**WHAT YOU SHOULD DO:**
How many lines below contain the word "green"? Reply with the number alone.

**MATERIAL SHOWN:**

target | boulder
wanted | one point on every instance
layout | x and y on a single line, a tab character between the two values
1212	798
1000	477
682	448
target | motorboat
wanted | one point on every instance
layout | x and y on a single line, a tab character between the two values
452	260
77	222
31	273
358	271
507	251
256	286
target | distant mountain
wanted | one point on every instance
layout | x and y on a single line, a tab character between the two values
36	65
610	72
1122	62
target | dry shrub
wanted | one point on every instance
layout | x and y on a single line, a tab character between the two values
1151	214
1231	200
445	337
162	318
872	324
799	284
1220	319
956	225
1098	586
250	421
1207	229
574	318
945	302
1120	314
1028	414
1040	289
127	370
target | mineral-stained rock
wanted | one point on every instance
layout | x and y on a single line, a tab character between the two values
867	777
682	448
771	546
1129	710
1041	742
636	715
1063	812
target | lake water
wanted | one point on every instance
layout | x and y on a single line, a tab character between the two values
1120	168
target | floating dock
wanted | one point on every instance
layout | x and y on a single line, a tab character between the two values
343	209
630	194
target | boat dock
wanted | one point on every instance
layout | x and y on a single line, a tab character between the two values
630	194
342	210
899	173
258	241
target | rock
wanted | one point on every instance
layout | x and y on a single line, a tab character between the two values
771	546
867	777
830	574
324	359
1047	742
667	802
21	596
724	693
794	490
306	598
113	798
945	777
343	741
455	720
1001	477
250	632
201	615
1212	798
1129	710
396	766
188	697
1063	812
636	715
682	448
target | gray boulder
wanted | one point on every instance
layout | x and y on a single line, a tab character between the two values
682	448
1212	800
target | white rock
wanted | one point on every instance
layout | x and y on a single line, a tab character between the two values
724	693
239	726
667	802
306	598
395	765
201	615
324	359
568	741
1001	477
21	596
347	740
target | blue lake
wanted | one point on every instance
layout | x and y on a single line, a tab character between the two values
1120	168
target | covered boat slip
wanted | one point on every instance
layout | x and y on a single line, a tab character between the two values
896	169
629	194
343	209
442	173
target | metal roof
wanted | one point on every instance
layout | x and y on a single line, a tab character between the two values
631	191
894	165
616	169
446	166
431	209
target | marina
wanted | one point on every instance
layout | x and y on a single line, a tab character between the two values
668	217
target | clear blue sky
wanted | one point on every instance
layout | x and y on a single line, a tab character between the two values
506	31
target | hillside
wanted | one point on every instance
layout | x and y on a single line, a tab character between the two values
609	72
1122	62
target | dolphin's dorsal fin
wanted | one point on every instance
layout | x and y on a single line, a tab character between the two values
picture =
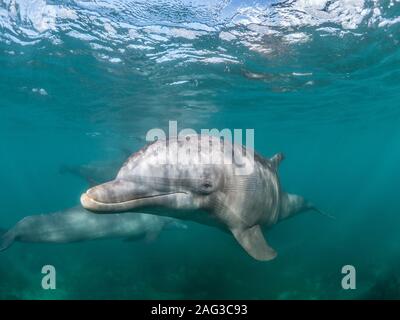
253	241
277	159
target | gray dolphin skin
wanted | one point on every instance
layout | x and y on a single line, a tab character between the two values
77	224
152	180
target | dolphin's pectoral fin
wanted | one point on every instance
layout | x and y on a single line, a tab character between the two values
277	159
253	241
151	236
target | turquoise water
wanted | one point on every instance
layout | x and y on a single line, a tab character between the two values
83	81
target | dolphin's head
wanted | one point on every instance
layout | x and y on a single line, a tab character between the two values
143	184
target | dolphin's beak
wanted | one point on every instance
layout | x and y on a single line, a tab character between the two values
121	196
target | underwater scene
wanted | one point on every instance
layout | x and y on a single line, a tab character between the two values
83	82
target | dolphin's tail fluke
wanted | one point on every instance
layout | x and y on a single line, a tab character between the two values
6	239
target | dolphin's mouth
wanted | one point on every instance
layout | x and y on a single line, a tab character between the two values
121	196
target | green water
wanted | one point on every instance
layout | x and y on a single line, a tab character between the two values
82	81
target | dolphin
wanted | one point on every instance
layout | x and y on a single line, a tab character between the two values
167	174
77	224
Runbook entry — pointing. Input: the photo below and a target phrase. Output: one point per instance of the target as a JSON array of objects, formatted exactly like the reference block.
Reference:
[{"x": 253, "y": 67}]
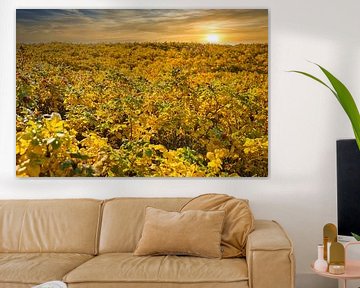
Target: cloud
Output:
[{"x": 105, "y": 25}]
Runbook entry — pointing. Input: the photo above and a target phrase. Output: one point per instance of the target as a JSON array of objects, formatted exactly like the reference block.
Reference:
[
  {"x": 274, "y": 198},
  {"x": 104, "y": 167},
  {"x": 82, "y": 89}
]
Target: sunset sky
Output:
[{"x": 102, "y": 25}]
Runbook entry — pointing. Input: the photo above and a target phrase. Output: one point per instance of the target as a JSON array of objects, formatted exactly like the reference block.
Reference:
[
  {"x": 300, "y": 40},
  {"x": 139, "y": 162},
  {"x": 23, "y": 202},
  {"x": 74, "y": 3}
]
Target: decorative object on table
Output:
[
  {"x": 349, "y": 271},
  {"x": 329, "y": 236},
  {"x": 142, "y": 93},
  {"x": 337, "y": 258},
  {"x": 51, "y": 284},
  {"x": 320, "y": 264},
  {"x": 356, "y": 236}
]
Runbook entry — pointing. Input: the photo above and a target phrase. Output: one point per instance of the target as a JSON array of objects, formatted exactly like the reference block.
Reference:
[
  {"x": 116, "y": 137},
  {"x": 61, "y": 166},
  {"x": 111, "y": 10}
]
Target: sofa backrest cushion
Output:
[
  {"x": 123, "y": 221},
  {"x": 33, "y": 226}
]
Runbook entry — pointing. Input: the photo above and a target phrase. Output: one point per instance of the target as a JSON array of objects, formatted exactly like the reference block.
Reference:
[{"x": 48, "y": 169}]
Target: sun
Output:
[{"x": 212, "y": 38}]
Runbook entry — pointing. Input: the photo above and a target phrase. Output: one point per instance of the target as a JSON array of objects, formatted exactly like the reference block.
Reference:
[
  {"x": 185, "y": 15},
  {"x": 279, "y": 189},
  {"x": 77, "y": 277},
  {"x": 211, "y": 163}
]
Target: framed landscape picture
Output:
[{"x": 141, "y": 93}]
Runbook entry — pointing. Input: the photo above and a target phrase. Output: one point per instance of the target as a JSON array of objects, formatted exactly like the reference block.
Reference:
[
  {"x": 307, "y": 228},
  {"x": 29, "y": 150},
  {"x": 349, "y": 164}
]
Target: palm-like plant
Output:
[
  {"x": 346, "y": 100},
  {"x": 344, "y": 97}
]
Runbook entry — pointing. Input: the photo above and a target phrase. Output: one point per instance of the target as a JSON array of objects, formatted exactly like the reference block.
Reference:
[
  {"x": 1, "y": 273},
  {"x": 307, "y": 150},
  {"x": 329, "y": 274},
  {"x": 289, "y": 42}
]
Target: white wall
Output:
[{"x": 305, "y": 120}]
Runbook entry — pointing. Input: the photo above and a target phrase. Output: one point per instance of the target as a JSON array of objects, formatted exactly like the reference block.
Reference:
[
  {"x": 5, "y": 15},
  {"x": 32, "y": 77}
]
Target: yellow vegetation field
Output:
[{"x": 142, "y": 109}]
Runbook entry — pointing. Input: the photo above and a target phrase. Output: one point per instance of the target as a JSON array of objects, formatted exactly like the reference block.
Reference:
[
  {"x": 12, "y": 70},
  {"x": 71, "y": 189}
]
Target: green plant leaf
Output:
[{"x": 344, "y": 97}]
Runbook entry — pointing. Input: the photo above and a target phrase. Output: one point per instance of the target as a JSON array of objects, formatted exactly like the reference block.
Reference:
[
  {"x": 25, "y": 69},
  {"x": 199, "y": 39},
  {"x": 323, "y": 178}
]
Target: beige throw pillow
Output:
[
  {"x": 194, "y": 232},
  {"x": 239, "y": 220}
]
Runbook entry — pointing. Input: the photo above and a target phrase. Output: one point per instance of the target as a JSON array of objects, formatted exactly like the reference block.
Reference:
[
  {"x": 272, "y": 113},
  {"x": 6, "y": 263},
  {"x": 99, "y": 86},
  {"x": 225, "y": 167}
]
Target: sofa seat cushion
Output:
[
  {"x": 36, "y": 268},
  {"x": 127, "y": 268}
]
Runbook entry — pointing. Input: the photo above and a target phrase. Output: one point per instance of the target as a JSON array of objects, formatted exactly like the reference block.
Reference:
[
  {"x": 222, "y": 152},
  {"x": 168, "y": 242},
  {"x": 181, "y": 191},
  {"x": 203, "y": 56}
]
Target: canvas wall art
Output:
[{"x": 141, "y": 93}]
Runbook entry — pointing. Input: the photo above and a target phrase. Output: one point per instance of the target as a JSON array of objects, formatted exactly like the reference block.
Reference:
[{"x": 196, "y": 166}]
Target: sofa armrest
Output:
[{"x": 269, "y": 256}]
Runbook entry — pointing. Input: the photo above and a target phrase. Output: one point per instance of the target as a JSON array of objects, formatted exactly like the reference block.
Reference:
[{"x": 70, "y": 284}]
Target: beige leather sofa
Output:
[{"x": 89, "y": 243}]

**WORKED SOLUTION:**
2